TEXTO>
* * *

PROCESSO CONTRA O DIABO

Em 1971, Gerald Mayo, um cidadão da Pensilvânia (Estados Unidos), processou o Demônio e sua equipe. O Capeta seria o criador dos obstáculos que causaram desgraças na vida do autor e de muitas outras pessoas, violando-lhes seus direitos civis.

Nesse processo, o Diabo nem precisou de advogado.
Todavia, a ação coletiva foi barrada por motivos meramente processuais.

O autor não cumpriu dois requisitos essenciais para a espécie da ação proposta: não provou ser legítimo representante da imensa classe dos prejudicados pelo Anticristo nem demonstrou que o Excomungado seria um agente do Estado.

A decisão citou um suposto precedente em que o Rabudo, defendido por renomado advogado, teria alegado ser um príncipe estrangeiro, portanto não sujeito à jurisdição norte-americana. O tal precedente, contudo, nunca existiu; o juiz referia-se jocosamente a um conto fictício, que deu origem a um filme sugestivamente chamado “O julgamento do Diabo”.

Ocorre que, de fato, o autor não apresentou prova de que o Exu seria domiciliado na comarca nem forneceu o endereço para a citação do Cão, e isso foi decisivo para a rejeição do pedido.

Teria agido melhor o requerente se, ao preencher a informação sobre a residência do Tinhoso, tivesse mandado o oficial de Justiça ao inferno.

Dos fundamentos jurídicos, se acaso tivesse sido no Brasil:

Citação do réu. A relação processual só se apefeiçoa com a citação do réu, motivo por que o autor deverá requerer essa providência, já na petição inicial. O requerimento tem, ainda, sentido porque, dado o princípio dispositivo, que fundamenta o direito processual civil, ninguém é obrigado a litigar contra quem não queira. O autor, portanto, não é obrigado a dirigir sua ação contra determinado réu. Daí a necessidade de a citação ser requerida para poder ser deferida pelo juiz. Nos casos de litisconsórcio necessário (CPC 47) o princípio é o mesmo: caso haja necessidade de citar o litisconsorte, o juiz deverá intimar o autor para fazer tal requisição. Caso o autor não queira citar o litisconsórcio necessário, o processo é extinto sem julgamento do mérito (CPC 47 par. ún.), vedado ao juiz determinar a citação ex offcio.

Houve a inépcia da inicial. Não foram preenchidods os fundamentos da da peça vestibular, quais sejam: fundamentos de fato (causa de pedir próxima) e os fundamentos de direito (causa de pedir remota) do pedido. O autor deveria indicar o porquê de seu pedido.

Ademais, em nosso Sistema do CPC, pedido tem como sinônimas as expressões lide, pretensão, mérito, objeto. É o bem da vida pretendido pelo autor: a indenização, os alimentos, a posse, a propriedade, a anulação do contrato etc. O regime jurídico do pedido está no CPC 286 a 294. Divide-se em pedido imediato (sentença) e pedido mediato (bem da vida). Pede-se a prolação de uma sentença (imediato) que garanta ao autor o bem da vida pretendido (mediato). O pedido deve ser sempre explicito, pois é interpretado restritivamente (CPC 293). Há pedidos que não precisam constar na inicial para serem examinados pelo juiz, porque decorrem de disposição legal (juros de mora, correção monetária, honorários de advogado). As questões de ordem pública devem ser conhecidas pelo juiz, de ofício, independentemente de pedido da parte ou do interessado.

* * *

EXERCÍCIO 1>
No texto sobre o processo contra o Diabo, reescreva em forma de lista o parágrafo que começa com "O autor não cumpriu dois requisitos", mantendo os fatos principais.

Registros de apontamento de objetos nomeados
* * *

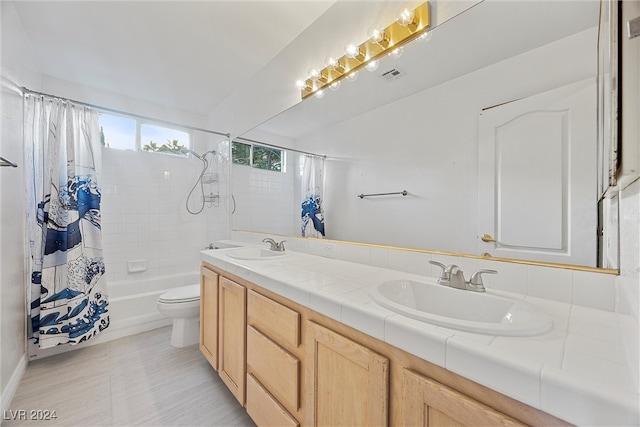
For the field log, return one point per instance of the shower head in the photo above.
(187, 151)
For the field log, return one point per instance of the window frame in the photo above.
(282, 151)
(139, 122)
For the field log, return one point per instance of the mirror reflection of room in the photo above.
(497, 148)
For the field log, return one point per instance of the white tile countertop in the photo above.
(577, 372)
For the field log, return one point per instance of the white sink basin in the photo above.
(254, 253)
(469, 311)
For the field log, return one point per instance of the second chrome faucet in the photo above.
(275, 246)
(453, 277)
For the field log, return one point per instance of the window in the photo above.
(257, 156)
(126, 133)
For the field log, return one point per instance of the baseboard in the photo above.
(12, 386)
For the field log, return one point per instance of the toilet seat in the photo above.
(183, 294)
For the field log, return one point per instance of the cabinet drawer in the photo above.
(264, 409)
(278, 322)
(275, 368)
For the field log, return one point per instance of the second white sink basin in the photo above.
(254, 253)
(469, 311)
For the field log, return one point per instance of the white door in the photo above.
(537, 177)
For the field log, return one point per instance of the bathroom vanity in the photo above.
(297, 350)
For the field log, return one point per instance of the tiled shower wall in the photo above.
(145, 222)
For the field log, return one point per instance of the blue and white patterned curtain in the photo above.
(68, 299)
(312, 196)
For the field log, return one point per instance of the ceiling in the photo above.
(188, 55)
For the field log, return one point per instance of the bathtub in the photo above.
(132, 310)
(132, 304)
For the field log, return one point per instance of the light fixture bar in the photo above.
(396, 35)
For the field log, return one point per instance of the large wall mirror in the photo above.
(496, 128)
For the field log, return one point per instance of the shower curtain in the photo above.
(68, 300)
(312, 194)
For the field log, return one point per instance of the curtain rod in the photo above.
(282, 148)
(138, 116)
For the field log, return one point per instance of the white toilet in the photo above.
(183, 305)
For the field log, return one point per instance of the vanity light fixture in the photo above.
(411, 24)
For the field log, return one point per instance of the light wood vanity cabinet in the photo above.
(302, 368)
(273, 362)
(232, 300)
(209, 316)
(347, 383)
(428, 403)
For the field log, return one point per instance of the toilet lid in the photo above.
(182, 294)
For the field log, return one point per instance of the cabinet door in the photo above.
(429, 403)
(209, 316)
(346, 383)
(231, 336)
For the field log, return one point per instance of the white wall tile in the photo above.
(551, 283)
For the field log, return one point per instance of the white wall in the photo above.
(17, 69)
(427, 144)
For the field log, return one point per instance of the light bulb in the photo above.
(406, 18)
(397, 52)
(352, 51)
(379, 37)
(352, 76)
(424, 37)
(314, 74)
(372, 65)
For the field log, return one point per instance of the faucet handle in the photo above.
(476, 278)
(453, 269)
(444, 275)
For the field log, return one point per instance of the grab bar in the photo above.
(5, 162)
(403, 192)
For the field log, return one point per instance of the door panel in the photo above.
(537, 180)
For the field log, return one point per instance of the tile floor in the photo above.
(134, 381)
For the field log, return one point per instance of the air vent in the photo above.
(392, 74)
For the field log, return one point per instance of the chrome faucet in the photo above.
(275, 246)
(453, 277)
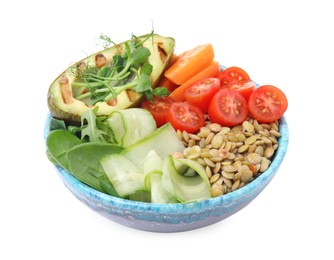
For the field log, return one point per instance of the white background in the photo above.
(285, 43)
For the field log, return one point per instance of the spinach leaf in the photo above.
(58, 143)
(84, 164)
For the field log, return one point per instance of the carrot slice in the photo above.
(211, 71)
(189, 63)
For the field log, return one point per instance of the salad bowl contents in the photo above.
(163, 142)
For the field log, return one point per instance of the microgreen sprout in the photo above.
(127, 70)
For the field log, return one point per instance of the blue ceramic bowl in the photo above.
(174, 217)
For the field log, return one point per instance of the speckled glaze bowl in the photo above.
(174, 217)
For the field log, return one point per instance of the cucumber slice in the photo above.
(158, 192)
(164, 141)
(125, 176)
(131, 125)
(185, 189)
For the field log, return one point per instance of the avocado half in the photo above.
(61, 100)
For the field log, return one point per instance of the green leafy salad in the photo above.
(100, 136)
(126, 155)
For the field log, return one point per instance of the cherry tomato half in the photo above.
(184, 116)
(228, 108)
(267, 104)
(233, 75)
(244, 88)
(158, 108)
(201, 93)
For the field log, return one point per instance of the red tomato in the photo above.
(201, 93)
(267, 104)
(244, 88)
(158, 108)
(228, 108)
(184, 116)
(233, 75)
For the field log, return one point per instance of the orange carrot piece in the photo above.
(211, 71)
(190, 63)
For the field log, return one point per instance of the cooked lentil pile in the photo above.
(232, 157)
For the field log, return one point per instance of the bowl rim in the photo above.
(191, 207)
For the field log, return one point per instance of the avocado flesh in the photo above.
(70, 110)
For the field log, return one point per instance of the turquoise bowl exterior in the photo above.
(174, 217)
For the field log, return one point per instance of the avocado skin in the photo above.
(73, 118)
(61, 114)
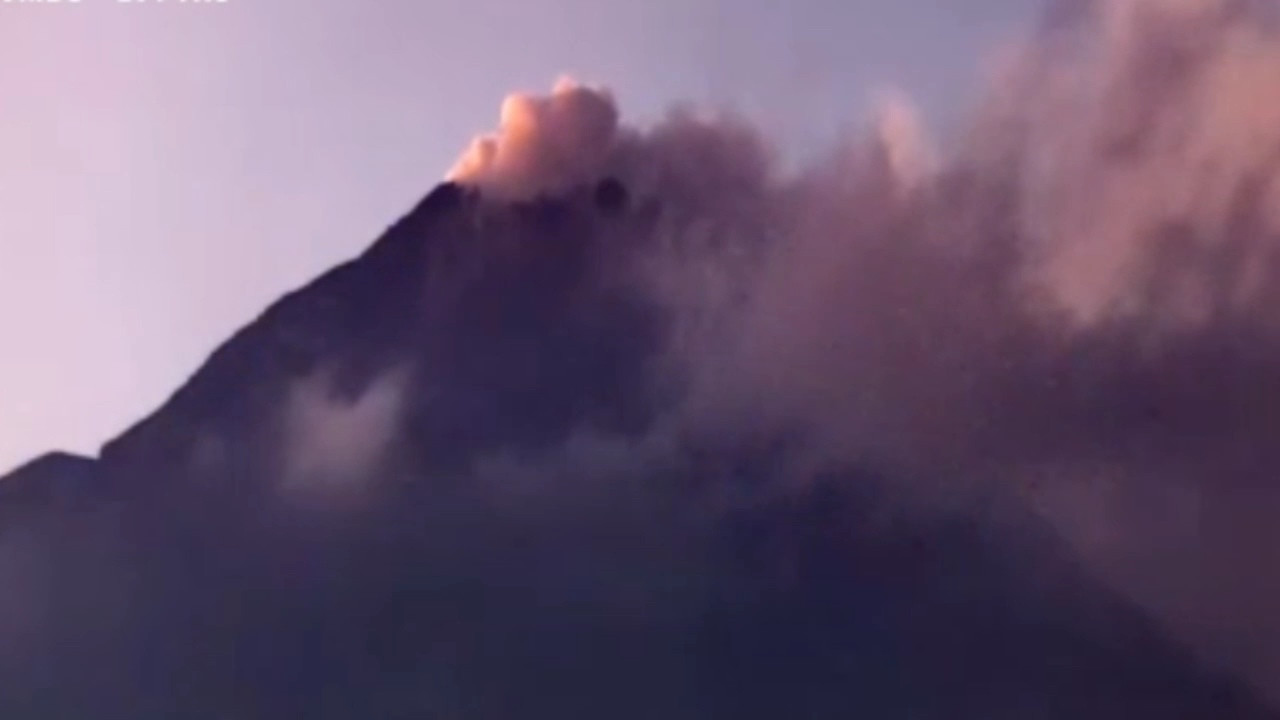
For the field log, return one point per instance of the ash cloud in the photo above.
(736, 440)
(1073, 306)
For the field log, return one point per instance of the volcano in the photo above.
(443, 481)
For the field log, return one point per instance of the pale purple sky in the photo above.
(168, 169)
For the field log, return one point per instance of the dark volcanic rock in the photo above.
(488, 566)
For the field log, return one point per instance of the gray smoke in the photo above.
(1074, 305)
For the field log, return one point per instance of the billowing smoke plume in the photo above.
(544, 145)
(1075, 305)
(630, 422)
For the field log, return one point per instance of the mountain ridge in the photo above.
(434, 596)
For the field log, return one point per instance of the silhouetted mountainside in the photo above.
(442, 481)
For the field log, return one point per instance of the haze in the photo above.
(168, 171)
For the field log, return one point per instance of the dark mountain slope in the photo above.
(519, 545)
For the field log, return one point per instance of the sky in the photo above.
(169, 169)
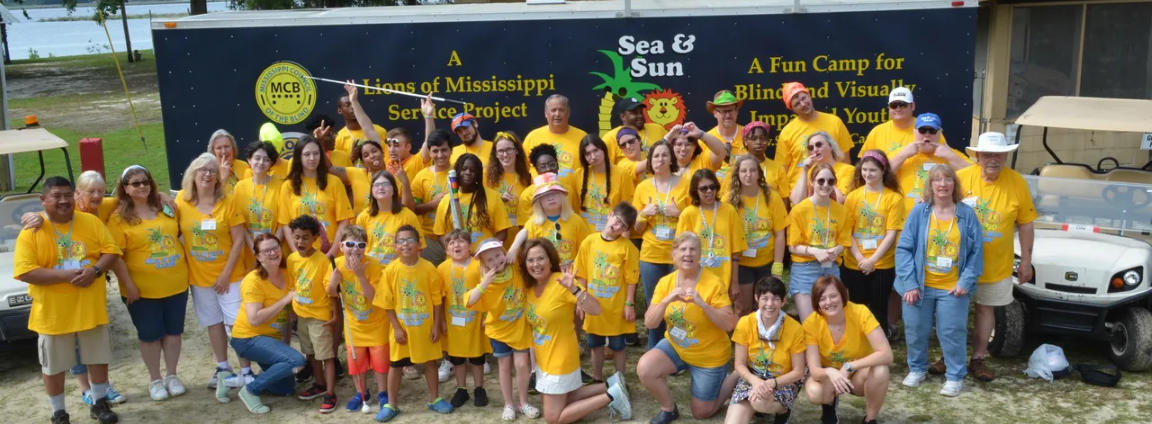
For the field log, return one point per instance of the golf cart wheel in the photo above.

* * *

EXERCÍCIO 2>
Conte quantas linhas dos registros contêm a palavra "toilet", levando em conta a diferença entre maiúsculas e minúsculas. Responda apenas com o número.

RESPOSTA COMPLETA 1>
O autor não cumpriu dois requisitos essenciais para o tipo de ação proposta:
- não provou ser representante legítimo da imensa classe dos prejudicados pelo Anticristo;
- não demonstrou que o Excomungado seria um agente do Estado.

RESPOSTA COMPLETA 2>
3